### What to do:
Extract each record and reproduce it exactly.

### Study material:
■ ■ ■

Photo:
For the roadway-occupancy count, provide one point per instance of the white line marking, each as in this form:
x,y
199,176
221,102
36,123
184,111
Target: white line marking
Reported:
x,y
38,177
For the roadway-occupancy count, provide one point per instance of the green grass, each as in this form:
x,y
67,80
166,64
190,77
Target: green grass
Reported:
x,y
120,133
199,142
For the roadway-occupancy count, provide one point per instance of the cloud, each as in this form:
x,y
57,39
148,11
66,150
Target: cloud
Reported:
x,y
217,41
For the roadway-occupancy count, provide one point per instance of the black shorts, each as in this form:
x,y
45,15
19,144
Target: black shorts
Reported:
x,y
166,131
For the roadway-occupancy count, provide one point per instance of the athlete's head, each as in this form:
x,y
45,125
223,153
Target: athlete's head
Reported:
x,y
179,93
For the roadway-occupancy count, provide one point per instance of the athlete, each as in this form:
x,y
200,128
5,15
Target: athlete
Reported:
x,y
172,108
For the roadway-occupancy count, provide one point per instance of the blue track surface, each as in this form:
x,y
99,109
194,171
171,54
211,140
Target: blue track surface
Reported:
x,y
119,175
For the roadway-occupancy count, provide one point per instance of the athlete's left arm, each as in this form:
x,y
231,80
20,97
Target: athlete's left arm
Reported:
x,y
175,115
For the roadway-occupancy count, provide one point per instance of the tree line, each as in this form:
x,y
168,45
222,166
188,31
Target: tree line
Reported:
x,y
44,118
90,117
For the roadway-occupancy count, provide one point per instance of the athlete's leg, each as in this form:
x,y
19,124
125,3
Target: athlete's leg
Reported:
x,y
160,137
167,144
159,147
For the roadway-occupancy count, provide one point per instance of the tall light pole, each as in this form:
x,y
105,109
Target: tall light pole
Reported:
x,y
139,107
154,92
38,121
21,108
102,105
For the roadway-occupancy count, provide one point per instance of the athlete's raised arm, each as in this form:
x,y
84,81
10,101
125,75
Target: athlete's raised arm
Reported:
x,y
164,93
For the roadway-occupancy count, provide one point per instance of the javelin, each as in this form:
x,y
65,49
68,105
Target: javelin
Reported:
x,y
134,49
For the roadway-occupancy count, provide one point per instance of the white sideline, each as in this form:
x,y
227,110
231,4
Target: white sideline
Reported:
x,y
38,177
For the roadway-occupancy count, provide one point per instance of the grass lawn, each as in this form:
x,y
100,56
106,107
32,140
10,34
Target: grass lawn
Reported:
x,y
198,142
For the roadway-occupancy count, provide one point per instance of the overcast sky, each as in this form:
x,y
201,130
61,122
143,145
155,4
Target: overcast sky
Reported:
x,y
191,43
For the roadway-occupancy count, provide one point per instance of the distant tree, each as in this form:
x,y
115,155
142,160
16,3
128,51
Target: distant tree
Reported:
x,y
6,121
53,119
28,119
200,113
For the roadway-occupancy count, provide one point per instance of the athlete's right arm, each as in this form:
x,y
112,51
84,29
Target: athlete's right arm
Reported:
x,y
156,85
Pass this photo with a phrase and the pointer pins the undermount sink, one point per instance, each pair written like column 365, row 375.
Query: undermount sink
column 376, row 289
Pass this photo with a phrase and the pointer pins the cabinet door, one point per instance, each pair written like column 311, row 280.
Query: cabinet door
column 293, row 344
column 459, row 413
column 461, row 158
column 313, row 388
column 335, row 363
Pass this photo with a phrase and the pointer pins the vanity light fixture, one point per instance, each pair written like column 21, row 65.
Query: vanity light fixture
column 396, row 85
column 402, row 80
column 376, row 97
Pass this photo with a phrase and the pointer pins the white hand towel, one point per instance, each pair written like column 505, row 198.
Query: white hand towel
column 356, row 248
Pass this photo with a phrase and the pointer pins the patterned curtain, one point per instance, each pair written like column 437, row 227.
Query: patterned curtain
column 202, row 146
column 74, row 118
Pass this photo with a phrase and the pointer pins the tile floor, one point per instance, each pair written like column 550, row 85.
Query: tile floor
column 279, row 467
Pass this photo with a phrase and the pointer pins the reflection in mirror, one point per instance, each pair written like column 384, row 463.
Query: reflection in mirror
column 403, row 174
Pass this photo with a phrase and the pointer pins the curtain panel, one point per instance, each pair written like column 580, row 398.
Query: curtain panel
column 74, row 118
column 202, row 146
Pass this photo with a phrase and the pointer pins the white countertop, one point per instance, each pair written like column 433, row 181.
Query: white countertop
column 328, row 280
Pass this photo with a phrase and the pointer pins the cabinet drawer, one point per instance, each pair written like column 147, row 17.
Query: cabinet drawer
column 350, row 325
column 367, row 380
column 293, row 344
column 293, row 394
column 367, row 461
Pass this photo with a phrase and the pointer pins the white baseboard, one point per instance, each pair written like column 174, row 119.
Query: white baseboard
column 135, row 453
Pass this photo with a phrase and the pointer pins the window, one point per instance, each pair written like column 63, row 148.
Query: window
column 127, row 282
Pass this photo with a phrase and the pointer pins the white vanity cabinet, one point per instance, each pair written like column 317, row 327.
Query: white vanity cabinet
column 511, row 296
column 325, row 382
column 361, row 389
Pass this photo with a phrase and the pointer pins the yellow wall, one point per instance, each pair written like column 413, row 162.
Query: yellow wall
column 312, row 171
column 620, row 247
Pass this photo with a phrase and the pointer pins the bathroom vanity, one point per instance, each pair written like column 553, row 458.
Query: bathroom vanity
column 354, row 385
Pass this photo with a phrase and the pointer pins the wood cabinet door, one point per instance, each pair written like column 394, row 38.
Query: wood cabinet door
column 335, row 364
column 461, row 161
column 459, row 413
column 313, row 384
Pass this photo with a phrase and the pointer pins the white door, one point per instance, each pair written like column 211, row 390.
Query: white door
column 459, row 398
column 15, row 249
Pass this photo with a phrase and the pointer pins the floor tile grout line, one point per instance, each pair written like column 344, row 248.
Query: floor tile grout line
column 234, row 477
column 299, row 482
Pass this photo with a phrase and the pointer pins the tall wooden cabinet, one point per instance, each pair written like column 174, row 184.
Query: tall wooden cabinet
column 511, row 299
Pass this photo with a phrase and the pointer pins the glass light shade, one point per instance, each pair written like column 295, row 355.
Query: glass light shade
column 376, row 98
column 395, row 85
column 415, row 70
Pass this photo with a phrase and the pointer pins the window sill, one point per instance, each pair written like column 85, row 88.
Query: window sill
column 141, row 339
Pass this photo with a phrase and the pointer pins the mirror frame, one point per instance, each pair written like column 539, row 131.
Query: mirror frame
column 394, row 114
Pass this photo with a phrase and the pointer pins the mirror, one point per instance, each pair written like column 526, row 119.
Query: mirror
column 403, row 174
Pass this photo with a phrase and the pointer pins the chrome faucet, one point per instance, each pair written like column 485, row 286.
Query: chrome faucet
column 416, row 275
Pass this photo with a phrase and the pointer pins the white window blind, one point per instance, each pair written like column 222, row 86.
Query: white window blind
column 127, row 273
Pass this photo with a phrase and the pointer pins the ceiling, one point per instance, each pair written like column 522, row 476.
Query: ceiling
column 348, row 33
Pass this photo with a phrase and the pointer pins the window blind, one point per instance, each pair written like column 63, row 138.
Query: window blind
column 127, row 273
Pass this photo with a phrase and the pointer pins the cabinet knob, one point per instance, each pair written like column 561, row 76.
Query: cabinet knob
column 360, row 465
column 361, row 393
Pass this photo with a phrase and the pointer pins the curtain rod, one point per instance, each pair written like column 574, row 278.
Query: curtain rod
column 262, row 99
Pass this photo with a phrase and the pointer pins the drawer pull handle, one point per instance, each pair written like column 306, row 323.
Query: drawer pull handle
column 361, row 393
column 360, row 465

■ ■ ■

### Exercise output:
Photo:
For the roadway-occupancy count, provide one point per instance of the white line marking, each as in this form:
x,y
199,176
221,102
36,123
184,111
Target: white line marking
Reported:
x,y
38,177
For the roadway-occupancy count, provide one point per instance of the green grass, each as in this form:
x,y
67,80
166,64
190,77
Target: green grass
Reported:
x,y
120,133
199,142
For the roadway-occupancy count, provide one point per instance of the cloud, each as in this form:
x,y
57,39
148,11
66,150
Target: cloud
Reported:
x,y
217,41
For the roadway-occupancy count, provide one point per instance of the black shorts, each as in this form:
x,y
45,15
19,144
Target: black shorts
Reported:
x,y
166,131
For the roadway-occupancy count, provide one point per instance of the athlete's head, each as in this form:
x,y
45,125
223,153
Target: athlete's head
Reported:
x,y
179,93
For the roadway-occupancy count, provide one point per instance of the athlete, each as in this form:
x,y
200,128
5,15
Target: athlete
Reported:
x,y
172,108
For the roadway-occupancy count, provide one point per instance of the blue track surface, each as in this form:
x,y
99,109
194,171
171,54
211,140
Target: blue track surface
Reported:
x,y
119,175
For the roadway-occupancy count, provide one point per instance of the athlete's left arm, each as in this form:
x,y
231,80
20,97
Target: athlete's left arm
Reported:
x,y
175,115
For the roadway-occupancy count, provide one point per instance of the tree line, each as in this form:
x,y
168,45
222,166
188,31
Target: tree line
Reported:
x,y
44,118
90,117
For the roadway-occupancy count, provide one point per instance of the athlete's leg, each as in this form:
x,y
19,124
125,3
Target: athlete's leg
Reported:
x,y
160,137
167,144
159,147
For the roadway-occupancy count, provide one point per instance of the tall light pole, each as in this form:
x,y
105,109
Target: tall light pole
Reported:
x,y
139,107
154,92
38,121
21,108
102,105
For the roadway-occupancy count, provide one point per instance of the athlete's raised arm, each as in this form:
x,y
84,81
10,101
125,75
Target: athlete's raised arm
Reported:
x,y
164,93
For the roadway-occupancy count, provide one point per instance of the javelin, each as in this form:
x,y
65,49
68,105
Target: javelin
Reported:
x,y
134,49
For the roadway-occupancy count, provide one point per instance of the white sideline, each as in this form:
x,y
227,110
231,4
Target: white sideline
Reported:
x,y
38,177
For the roadway-occupancy count, provide one point per instance of the grass lawn, each as in this form:
x,y
100,56
106,107
32,140
10,34
Target: grass lawn
Reported:
x,y
198,142
For the roadway-occupancy count, provide one point per instance of the overcast sky, each as in this form:
x,y
201,130
61,122
143,145
155,4
Target: overcast sky
Reported:
x,y
191,43
For the roadway-occupancy count, provide one point per instance of the distant tree, each as in this form:
x,y
115,155
142,160
16,3
128,51
Target: distant tree
Reported:
x,y
6,121
53,119
28,119
200,113
For the roadway-occupancy count, provide one point per instance of the athlete's right arm, each as in this form:
x,y
112,51
84,29
Target: athlete's right arm
Reported:
x,y
156,85
Pass this photo with a phrase and the pointer pins the undermount sink, one point per instance, each pair written like column 365, row 375.
Query: undermount sink
column 376, row 289
Pass this photo with a phrase and the pointer pins the cabinet door, one point per instance, each pair written like column 311, row 280.
Query: cabinet door
column 293, row 344
column 459, row 413
column 461, row 158
column 313, row 388
column 335, row 363
Pass this photo with a phrase and the pointer pins the vanity light fixture, one point per instance, each pair written like column 21, row 65.
Query: vanity light fixture
column 396, row 85
column 402, row 80
column 376, row 97
Pass this photo with a phrase and the pointer pins the white hand towel, one point per instance, each pair written like column 505, row 198.
Query: white hand towel
column 356, row 248
Pass this photo with a phrase and the pointer pins the patterned curtain, one point per instance, each pair written like column 437, row 227.
Query: patterned curtain
column 202, row 146
column 74, row 118
Pass this photo with a phrase and the pointer pins the tile floor, one point per instance, each pair written like column 550, row 85.
Query: tile floor
column 279, row 467
Pass this photo with a phrase and the pointer pins the reflection in mirror, one point per instance, each pair written like column 384, row 463.
Query: reflection in mirror
column 403, row 174
Pass this photo with a phrase and the pointer pins the curtain panel, one point per instance, each pair written like column 580, row 398.
Query: curtain panel
column 74, row 118
column 202, row 146
Pass this photo with a phrase and the pointer pins the white countertop, one point per instance, each pair written like column 433, row 181.
Query: white countertop
column 328, row 280
Pass this photo with a phrase and the pointer pins the cabinet drawer, one point per instance, each pair written like column 147, row 17.
Query: cabinet drawer
column 350, row 325
column 367, row 380
column 293, row 344
column 293, row 394
column 367, row 461
Pass this photo with a phrase and the pointer pins the white baseboard, one point per instance, each pair written like column 174, row 119.
Query: white baseboard
column 135, row 453
Pass this photo with a phrase and the pointer pins the window, one point per instance, each pair written like column 63, row 148.
Query: window
column 127, row 282
Pass this photo with a phrase and the pointer pins the white vanity cabinet, one point per instance, each pair written like column 317, row 327.
Query: white vanity cabinet
column 511, row 296
column 325, row 382
column 361, row 389
Pass this photo with a phrase and the pointer pins the yellow wall, one point per instance, each pair written like column 413, row 162.
Query: yellow wall
column 312, row 171
column 620, row 247
Pass this photo with a phrase and the pointer pins the bathroom vanity, one point per instance, each pair written like column 553, row 458.
Query: bathroom vanity
column 354, row 385
Pass this photo with a phrase and the pointer pins the wood cabinet door, one point per instance, each pair written like column 394, row 38.
Query: wood cabinet door
column 335, row 364
column 461, row 161
column 459, row 413
column 313, row 384
Pass this photo with a phrase and the pointer pins the white door, one point per instance, each pair written like column 211, row 390.
Query: white door
column 459, row 398
column 15, row 249
Pass this photo with a phrase and the pointer pins the floor tile grout line, one point per instance, each pair written like column 344, row 248.
Query: floor tile grout line
column 234, row 477
column 299, row 482
Pass this photo with a phrase and the pointer pins the tall wooden cabinet, one point per instance, each pair written like column 174, row 184.
Query: tall wooden cabinet
column 511, row 299
Pass this photo with a phrase and the pointer pins the glass light shade, one point per instance, each pair written like column 295, row 355.
Query: glass light shade
column 376, row 98
column 395, row 85
column 415, row 70
Pass this photo with a phrase and the pointer pins the window sill, one point per instance, each pair written like column 85, row 88.
Query: window sill
column 141, row 339
Pass this photo with a phrase and the pointer pins the mirror frame, one point per instance, each pair written like column 539, row 131.
Query: mirror frame
column 394, row 114
Pass this photo with a phrase and the pointer pins the mirror, one point per instance, each pair written like column 526, row 119.
Query: mirror
column 403, row 174
Pass this photo with a phrase and the pointer pins the chrome faucet, one point per instance, each pair written like column 485, row 286.
Query: chrome faucet
column 416, row 275
Pass this photo with a phrase and the pointer pins the white window blind, one point per instance, each pair written like column 222, row 86.
Query: white window blind
column 127, row 273
Pass this photo with a phrase and the pointer pins the ceiling, one point per instance, each pair written like column 522, row 476.
Query: ceiling
column 348, row 33
Pass this photo with a phrase and the pointer pins the window blind, one point per instance, each pair written like column 63, row 138.
Query: window blind
column 127, row 273
Pass this photo with a phrase and the pointer pins the cabinet knob, one point per instance, each pair written like column 561, row 76.
Query: cabinet knob
column 360, row 465
column 361, row 393
Pass this photo with a phrase and the pointer pins the curtain rod, one point per instance, each pair written like column 574, row 278.
Query: curtain rod
column 262, row 99
Pass this photo with a phrase and the pointer pins the drawer pull handle, one point per instance, each pair written like column 306, row 323.
Query: drawer pull handle
column 361, row 393
column 360, row 465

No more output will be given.